◆ **PROMPT**:
For this exercise, output the line holding "positive clicks: (501, 290) (495, 289)" and all subsequent lines of the entries below, unchanged, up to and including the last.

(Stored data entries)
┄┄┄┄┄┄┄┄┄┄┄┄┄┄┄┄┄┄┄┄
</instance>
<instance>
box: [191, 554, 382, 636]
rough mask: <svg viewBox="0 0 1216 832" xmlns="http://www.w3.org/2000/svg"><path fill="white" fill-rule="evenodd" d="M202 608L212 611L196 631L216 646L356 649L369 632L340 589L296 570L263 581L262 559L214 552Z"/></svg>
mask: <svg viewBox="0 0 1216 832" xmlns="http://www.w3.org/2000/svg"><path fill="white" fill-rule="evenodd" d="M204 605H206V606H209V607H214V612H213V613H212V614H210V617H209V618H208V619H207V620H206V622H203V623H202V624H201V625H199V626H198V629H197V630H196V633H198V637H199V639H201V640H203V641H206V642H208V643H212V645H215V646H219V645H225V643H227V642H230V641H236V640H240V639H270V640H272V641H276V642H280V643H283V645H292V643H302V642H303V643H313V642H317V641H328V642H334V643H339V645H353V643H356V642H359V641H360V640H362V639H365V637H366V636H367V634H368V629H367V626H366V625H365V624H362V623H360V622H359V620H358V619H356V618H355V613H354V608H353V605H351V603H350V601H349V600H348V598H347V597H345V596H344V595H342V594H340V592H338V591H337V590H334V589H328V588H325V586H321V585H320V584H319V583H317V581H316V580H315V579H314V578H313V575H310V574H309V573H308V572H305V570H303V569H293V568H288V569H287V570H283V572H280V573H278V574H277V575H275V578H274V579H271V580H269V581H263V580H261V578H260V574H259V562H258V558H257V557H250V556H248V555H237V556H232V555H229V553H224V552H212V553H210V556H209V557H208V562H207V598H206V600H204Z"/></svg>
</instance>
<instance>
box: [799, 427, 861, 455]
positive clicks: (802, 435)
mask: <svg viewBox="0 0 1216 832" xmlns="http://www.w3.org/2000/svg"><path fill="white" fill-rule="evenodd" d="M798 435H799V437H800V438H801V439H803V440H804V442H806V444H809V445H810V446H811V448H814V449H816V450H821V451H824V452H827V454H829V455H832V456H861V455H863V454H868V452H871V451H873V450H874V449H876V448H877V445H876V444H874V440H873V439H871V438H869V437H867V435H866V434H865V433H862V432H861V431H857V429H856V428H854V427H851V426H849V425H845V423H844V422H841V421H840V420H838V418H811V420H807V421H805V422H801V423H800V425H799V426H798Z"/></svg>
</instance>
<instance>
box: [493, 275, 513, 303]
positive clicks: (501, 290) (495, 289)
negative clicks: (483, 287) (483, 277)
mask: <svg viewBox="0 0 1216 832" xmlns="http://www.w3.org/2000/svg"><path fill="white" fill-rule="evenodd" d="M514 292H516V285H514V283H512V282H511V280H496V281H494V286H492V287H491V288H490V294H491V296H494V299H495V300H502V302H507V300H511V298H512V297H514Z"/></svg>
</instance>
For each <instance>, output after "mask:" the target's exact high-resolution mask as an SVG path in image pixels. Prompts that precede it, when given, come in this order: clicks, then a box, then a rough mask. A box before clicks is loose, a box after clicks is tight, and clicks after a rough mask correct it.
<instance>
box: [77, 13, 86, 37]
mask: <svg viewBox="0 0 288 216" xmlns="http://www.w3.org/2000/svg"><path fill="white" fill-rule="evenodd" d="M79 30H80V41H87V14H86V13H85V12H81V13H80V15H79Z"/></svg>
┄┄┄┄┄┄┄┄┄┄┄┄┄┄┄┄┄┄┄┄
◆ **RESPONSE BELOW**:
positive clicks: (501, 290) (495, 289)
negative clicks: (483, 287) (483, 277)
mask: <svg viewBox="0 0 1216 832" xmlns="http://www.w3.org/2000/svg"><path fill="white" fill-rule="evenodd" d="M514 292H516V285H514V283H512V282H511V280H496V281H494V286H492V287H491V288H490V294H491V296H494V299H495V300H502V302H507V300H511V298H512V297H514Z"/></svg>
</instance>
For each <instance>, output after "mask:" the target's exact high-resolution mask as an SVG path in image pixels. Prompts that precede it, when given, come in this order: clicks, then a box, then a rough mask. A box before clicks is loose, a box after clicks is tight, and clicks after a rough mask correct it.
<instance>
box: [77, 13, 86, 37]
mask: <svg viewBox="0 0 288 216" xmlns="http://www.w3.org/2000/svg"><path fill="white" fill-rule="evenodd" d="M79 30H80V41H87V14H86V13H85V12H81V13H80V15H79Z"/></svg>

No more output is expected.